Problema a resolver: Prolonga, por favor, a entrevista sobre o sistema político a partir da última frase apresentada.

Página:
O que temos é um problema de hardware, da Constituição, do modelo eleitoral, não é do software, que são os partidos. Isto é para mim claro, e o que me ultrapassa é porque não o enfrentamos todos. Andamos a discutir programas e partidos e presidentes e primeiros-ministros e governos – isto é tudo software –, e não discutimos que estamos a fazê-lo correr num computador – um hardware –, que é de 1989, na melhor das hipóteses, considerando que nesse ano se fez alguma revisão constitucional relativamente ao modelo do sistema político. Em 89 não havia internet, havia RTP mas não havia televisão privada, não havia telemóveis. Tudo mudou, mas nós achamos que o nosso sistema político não precisa de mudar e ainda discutimos as conquistas de Abril ou não sei bem o quê que o meu filho me vem perguntar: Abril?! Gastamos as energias do país a discutir se é melhor o Windows 98 ou o XP quando, na realidade, é relativamente indiferente, porque estamos a fazê-los correr num computador de 89, vai dar sempre bug. 

No início da nossa conversa falou num tempo paradigmático…
Estamos num tempo de mudança, a passar de um tempo de instituições para um tempo de pessoas. Isto é resultado, pela primeira vez na história da humanidade, de todos os homens estarem em contacto simultâneo – não por estratégia política. Estamos a experimentar modelos de relacionamento e de organização que não são piramidais, não são de comando e controlo vertical, são transversais, em rede, e dos quais resultará uma soma de pontos individuais. Estas circunstâncias, combinadas com aquilo a que, de uma maneira indigente, vínhamos chamando divórcio entre a política e os cidadãos, têm por trás uma coisa mais séria. 

Quer explicar?
Arturo Pérez-Reverte dizia numa entrevista que um dos maiores desencontros do homem na sociedade moderna é, primeiro, o facto de sermos animais sensoriais, apesar de vivermos muito pouco os sentidos – e isso vê-se, porque trabalhamos 11 meses que nem uns cães e depois vamos de férias com o dinheiro por que nos andámos a matar durante o resto do ano, e quando voltamos falamos nas cores, nos cheiros, nos sons, nas paisagens – uma espécie de farra dos sentidos, a confissão dessa necessidade. Segundo desequilíbrio: na natureza há animais individuais e animais gregários. O ser humano é gregário e, de todos, o único com a capacidade de ser auto-suficiente, autónomo se sozinho, e o único que em comunidade precisa de manter a identidade. Eu não estou a alucinar, já vou onde quero chegar.

Linhas:
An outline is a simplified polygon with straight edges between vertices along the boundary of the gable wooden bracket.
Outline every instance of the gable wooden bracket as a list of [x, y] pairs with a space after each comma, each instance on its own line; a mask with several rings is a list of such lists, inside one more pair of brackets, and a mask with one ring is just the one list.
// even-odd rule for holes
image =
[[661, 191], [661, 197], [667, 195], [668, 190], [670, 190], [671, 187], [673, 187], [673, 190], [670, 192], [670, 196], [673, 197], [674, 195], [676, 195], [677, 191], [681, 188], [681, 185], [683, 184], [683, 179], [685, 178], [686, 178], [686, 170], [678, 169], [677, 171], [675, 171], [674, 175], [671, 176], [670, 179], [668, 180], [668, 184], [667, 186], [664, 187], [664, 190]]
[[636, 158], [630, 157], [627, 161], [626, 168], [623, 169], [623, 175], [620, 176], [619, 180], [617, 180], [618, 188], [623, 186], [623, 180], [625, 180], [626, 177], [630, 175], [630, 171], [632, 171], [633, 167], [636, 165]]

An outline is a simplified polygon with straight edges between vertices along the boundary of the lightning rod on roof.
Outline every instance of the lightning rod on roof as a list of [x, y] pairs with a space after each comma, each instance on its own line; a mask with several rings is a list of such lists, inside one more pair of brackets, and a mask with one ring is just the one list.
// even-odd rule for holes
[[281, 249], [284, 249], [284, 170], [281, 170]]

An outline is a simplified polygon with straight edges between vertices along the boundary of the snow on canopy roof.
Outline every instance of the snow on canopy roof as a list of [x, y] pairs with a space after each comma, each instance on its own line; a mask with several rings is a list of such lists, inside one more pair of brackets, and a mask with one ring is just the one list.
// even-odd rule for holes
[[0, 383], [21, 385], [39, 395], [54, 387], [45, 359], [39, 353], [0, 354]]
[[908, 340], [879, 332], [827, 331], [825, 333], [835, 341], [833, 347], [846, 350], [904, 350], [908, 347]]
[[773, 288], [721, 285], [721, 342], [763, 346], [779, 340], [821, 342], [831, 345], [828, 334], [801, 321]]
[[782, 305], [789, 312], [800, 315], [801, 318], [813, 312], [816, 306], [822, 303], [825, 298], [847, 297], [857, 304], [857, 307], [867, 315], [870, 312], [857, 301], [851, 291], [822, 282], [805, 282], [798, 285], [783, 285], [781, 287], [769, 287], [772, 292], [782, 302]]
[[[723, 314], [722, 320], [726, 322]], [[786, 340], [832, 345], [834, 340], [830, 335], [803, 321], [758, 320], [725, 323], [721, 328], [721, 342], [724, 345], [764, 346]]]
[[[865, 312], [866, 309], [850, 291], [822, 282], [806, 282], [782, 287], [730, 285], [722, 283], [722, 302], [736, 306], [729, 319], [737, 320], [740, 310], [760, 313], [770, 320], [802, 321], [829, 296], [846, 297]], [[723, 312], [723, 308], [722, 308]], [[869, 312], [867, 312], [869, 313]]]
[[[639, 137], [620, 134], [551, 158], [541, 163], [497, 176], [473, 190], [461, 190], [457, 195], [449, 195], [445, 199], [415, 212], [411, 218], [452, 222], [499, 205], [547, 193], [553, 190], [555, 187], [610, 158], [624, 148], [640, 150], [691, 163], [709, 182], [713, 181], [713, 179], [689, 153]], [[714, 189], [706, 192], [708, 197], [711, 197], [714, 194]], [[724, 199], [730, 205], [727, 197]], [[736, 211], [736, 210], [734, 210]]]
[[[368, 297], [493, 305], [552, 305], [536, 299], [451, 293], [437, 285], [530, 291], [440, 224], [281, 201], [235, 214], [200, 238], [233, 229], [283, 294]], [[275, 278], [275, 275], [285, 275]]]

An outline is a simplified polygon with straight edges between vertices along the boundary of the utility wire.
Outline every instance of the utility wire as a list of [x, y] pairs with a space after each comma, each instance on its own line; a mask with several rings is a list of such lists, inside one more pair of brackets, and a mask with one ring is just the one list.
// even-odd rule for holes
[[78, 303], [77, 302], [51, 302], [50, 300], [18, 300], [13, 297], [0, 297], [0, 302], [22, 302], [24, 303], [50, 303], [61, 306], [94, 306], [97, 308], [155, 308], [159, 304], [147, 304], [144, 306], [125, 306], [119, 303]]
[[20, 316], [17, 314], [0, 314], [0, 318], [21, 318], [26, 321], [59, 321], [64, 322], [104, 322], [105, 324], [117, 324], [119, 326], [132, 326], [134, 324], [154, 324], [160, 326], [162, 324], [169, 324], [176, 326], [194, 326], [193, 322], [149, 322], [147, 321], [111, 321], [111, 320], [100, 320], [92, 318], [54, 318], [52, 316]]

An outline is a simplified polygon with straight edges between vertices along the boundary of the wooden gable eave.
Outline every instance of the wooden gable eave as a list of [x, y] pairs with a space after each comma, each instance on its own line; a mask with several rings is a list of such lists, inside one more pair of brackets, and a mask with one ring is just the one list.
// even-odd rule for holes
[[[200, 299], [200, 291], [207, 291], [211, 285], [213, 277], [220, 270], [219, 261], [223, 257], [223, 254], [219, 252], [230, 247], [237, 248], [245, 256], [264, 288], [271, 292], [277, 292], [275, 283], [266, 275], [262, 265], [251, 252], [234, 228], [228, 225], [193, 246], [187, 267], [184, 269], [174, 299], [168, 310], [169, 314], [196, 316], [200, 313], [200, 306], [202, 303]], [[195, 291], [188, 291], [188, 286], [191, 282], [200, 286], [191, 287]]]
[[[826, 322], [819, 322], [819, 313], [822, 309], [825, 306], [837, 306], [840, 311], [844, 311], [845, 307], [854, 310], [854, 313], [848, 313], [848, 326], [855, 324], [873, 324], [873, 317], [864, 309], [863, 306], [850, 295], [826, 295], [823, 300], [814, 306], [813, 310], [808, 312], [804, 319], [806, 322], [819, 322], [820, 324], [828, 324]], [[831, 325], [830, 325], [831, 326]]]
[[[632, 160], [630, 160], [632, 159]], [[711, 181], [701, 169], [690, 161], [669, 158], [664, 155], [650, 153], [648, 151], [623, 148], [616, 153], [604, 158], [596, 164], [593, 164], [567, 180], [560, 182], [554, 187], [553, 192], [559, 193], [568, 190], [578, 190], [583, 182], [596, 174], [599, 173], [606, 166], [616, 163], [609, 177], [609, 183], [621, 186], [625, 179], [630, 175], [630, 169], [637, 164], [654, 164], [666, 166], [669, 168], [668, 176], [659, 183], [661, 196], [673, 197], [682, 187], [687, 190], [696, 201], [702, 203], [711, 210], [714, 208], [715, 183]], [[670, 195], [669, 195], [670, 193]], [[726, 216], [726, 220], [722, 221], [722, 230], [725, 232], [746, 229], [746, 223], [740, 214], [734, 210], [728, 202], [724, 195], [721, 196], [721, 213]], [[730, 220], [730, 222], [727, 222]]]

O resultado:
Às pessoas, que estão a substituir as instituições…
As pessoas perderam a sua identidade nas sociedades modernas. É o artigo do Pacheco Pereira sobre o casal da outra margem, que é a história da colaboradora aqui de casa. Mãe de duas crianças, vive na Quinta do Conde, levanta-se às seis da manhã para pôr a tropa em marcha e chegar cá às nove, nove e meia. Sai daqui às cinco da tarde, demora duas horas a chegar lá, entre as 19 e as oito e meia faz o mesmo que fez cá em casa o dia todo porque não tem ninguém que o faça por ela, depois as crianças têm de comer, deitar-se, etc., e ela talvez tenha entre as dez e as dez e meia para existir, que se traduz em ser livre e poder escolher. Isto é a vida de nós todos: a dela na Quinta do Conde; a minha aqui, no escritório, na política, em Moçambique.

As pessoas não sentem que contam…
Se olharmos para um grande partido como existe hoje em Portugal e pensarmos no contributo de um militante de base que, na sua secção, dá a opinião, onde é que ele consegue viver a afirmação da sua individualidade, da sua identidade? É porque participa num cafarnaum de base qualquer com mais três ou quatro tão pouco esclarecidos quanto ele, dos quais um vai para o andar de cima, onde se vê um bocadinho melhor, e de lá de cima sai uma opinião que só por milagre coincide com aquela que era a sua opinião sobre uma matéria específica?! É esta perda de identidade, de possibilidade de afirmação que é a negação da razão pela qual nós entrámos no partido. E o mais curioso é que é a democracia, a afirmação da liberdade e do direito de participação e de escolha política que, com o tempo, está a matar este sistema partidário, um simulacro. A sensação que eu podia ter em 1975, porque participei, existi, já não existe no sistema político actual. O mundo em que temos esta alternativa, a rede, devolve – esse é o perigo e trará outros desequilíbrios – a existência individual às pessoas. É dizer precisamente aquilo que eu penso, como eu queria que fosse dito. Permite-me voltar a existir. Isto é uma necessidade estruturante do ser humano.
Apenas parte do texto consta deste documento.